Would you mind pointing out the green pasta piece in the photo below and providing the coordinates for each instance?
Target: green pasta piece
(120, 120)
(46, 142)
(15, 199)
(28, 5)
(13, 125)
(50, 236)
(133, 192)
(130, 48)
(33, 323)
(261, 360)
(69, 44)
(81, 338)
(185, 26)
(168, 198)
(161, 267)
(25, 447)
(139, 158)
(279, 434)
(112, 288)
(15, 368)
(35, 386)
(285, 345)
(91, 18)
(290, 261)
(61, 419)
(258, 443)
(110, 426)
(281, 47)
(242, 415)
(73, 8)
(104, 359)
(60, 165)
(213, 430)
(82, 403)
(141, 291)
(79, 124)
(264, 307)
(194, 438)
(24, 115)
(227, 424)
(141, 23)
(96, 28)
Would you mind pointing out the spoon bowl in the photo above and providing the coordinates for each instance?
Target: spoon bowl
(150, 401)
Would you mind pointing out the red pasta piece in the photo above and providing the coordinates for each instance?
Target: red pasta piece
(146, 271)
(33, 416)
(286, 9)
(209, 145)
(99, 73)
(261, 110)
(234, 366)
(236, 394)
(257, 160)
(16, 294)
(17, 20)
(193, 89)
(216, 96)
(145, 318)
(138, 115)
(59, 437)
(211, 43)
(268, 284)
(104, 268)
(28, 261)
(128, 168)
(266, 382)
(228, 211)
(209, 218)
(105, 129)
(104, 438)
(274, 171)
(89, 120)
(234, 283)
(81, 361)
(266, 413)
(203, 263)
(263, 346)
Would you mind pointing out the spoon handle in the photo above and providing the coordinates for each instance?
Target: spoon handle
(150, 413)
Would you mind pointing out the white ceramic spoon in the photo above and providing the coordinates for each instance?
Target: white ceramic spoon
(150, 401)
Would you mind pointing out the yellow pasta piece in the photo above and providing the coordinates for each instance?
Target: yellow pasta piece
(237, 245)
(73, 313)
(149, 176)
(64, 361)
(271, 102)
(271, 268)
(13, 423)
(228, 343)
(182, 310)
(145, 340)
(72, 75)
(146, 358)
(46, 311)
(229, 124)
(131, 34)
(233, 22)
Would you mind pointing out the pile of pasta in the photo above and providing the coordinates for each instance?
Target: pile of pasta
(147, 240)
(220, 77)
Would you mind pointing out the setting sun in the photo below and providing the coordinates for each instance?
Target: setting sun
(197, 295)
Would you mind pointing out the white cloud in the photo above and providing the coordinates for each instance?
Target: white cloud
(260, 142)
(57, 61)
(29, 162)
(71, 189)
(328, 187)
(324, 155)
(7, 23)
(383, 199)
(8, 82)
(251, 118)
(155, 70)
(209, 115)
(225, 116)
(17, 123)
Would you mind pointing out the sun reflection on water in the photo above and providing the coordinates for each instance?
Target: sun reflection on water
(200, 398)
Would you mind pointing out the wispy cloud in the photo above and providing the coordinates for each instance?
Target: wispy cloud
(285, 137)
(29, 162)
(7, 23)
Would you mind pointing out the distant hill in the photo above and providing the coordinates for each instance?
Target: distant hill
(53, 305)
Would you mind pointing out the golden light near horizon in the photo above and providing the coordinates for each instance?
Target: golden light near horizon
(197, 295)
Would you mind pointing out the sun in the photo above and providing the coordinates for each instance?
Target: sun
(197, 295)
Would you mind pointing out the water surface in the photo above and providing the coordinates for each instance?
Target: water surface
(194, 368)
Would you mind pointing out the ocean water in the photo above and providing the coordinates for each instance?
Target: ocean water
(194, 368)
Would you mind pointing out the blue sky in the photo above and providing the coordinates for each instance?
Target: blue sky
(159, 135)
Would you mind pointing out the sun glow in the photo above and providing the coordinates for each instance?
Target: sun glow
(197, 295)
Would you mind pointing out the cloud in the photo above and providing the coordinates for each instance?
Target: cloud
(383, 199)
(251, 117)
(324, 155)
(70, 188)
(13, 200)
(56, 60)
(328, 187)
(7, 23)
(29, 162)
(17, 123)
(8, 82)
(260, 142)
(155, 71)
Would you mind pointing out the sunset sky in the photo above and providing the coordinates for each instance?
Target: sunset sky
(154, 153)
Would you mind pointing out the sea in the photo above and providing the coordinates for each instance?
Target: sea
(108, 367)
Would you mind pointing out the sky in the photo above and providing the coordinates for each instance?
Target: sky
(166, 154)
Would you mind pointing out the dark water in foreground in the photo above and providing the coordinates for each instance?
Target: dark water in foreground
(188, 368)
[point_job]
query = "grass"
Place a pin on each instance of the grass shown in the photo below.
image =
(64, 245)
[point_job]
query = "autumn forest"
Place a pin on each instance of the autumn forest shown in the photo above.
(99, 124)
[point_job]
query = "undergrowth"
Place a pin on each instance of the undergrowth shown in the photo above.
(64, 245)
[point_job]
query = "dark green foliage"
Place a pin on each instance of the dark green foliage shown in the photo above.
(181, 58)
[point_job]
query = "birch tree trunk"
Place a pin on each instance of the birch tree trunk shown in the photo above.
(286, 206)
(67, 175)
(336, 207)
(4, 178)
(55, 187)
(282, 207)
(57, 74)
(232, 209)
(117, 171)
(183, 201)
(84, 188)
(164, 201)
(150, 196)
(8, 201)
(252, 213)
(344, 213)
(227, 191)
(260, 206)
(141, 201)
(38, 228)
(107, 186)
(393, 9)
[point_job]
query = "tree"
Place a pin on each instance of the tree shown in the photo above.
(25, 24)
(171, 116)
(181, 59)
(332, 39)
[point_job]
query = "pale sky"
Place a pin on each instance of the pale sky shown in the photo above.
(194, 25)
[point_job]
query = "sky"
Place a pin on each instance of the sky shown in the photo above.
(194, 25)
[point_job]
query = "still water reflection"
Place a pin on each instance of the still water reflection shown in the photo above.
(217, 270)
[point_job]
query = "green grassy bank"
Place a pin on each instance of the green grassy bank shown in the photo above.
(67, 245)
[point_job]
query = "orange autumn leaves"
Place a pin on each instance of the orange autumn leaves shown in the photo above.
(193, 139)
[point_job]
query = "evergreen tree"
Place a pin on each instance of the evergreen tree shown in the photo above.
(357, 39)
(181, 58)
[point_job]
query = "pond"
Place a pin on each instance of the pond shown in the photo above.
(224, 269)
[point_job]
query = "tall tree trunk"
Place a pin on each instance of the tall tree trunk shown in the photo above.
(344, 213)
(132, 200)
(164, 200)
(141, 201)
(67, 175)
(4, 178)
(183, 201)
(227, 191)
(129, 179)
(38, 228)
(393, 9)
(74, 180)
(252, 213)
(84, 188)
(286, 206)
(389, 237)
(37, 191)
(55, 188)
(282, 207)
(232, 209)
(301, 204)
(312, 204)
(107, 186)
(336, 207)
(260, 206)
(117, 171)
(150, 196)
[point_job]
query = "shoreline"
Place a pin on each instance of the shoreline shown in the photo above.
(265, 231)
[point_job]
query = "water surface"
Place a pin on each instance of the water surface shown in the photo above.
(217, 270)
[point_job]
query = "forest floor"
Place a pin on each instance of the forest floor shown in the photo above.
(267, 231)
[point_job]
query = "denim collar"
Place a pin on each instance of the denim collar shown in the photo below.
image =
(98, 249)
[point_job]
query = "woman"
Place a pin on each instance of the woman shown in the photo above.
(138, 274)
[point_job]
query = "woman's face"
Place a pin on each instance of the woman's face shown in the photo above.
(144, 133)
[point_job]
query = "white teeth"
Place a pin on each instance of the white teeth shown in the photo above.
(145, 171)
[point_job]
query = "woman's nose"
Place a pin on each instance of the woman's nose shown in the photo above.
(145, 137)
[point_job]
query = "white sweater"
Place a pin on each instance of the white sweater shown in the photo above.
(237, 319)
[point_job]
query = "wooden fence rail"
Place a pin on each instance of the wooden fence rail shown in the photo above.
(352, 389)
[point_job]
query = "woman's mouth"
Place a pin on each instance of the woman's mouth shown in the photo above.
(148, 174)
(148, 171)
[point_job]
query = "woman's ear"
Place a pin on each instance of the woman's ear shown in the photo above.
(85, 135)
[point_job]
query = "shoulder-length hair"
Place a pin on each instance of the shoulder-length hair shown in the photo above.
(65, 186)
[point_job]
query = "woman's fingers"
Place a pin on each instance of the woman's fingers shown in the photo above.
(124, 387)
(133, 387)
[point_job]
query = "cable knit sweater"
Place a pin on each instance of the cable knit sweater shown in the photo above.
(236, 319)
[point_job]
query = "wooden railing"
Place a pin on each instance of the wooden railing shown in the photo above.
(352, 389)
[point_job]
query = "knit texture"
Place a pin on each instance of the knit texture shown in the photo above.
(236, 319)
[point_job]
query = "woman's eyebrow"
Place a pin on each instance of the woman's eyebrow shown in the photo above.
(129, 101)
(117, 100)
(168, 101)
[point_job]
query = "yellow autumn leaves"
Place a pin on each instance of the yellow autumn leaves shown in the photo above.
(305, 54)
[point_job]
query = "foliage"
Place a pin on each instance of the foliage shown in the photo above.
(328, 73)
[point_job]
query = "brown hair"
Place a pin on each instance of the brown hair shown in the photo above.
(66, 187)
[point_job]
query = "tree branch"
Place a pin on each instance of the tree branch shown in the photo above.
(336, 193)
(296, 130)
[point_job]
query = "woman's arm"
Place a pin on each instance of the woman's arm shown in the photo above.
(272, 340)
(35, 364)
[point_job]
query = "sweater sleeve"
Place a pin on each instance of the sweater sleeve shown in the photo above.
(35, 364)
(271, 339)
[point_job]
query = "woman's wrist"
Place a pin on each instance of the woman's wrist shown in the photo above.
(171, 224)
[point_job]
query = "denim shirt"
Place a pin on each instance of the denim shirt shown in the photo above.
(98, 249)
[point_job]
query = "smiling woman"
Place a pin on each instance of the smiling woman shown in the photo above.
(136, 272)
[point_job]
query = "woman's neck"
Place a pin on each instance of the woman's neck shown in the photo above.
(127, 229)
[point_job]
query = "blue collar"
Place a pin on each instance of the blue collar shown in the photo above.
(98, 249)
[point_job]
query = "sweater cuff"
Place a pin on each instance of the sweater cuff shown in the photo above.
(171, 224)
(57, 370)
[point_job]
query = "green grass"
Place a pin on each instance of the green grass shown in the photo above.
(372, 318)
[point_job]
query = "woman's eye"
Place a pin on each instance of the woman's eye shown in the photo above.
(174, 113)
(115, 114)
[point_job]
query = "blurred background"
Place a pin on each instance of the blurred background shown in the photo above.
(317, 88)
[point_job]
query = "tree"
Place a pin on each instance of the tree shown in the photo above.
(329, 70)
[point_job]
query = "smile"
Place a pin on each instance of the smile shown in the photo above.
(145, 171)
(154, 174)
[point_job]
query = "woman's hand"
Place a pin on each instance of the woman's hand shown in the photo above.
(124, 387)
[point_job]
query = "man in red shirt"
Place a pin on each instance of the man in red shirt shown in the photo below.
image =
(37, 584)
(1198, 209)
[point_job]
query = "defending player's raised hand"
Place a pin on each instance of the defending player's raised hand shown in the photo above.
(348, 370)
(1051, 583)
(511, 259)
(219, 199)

****************************************

● About this task: Having output the line that contains "Would you mind pointing out the red", stop. Every line before it, back to the first line of the data, must be reproduced exactly.

● Answer below:
Would you mind pointing out the green pasta piece in the photo below and providing the coordinates for each instance?
Target: green pasta piece
(120, 120)
(46, 142)
(15, 199)
(28, 5)
(13, 125)
(50, 236)
(133, 192)
(130, 48)
(33, 323)
(261, 360)
(69, 44)
(81, 338)
(185, 26)
(168, 198)
(161, 267)
(25, 447)
(139, 158)
(279, 434)
(112, 288)
(15, 368)
(35, 386)
(285, 345)
(91, 18)
(290, 261)
(61, 419)
(258, 443)
(110, 426)
(281, 47)
(242, 415)
(73, 8)
(104, 359)
(60, 165)
(213, 430)
(82, 403)
(141, 291)
(79, 124)
(264, 307)
(194, 438)
(24, 115)
(227, 424)
(141, 23)
(96, 28)
Would you mind pointing out the spoon bowl in the photo above and providing the coordinates for each instance?
Target: spoon bowl
(150, 401)
Would you mind pointing out the red pasta piece in the photo above and providing the coordinates for each instance?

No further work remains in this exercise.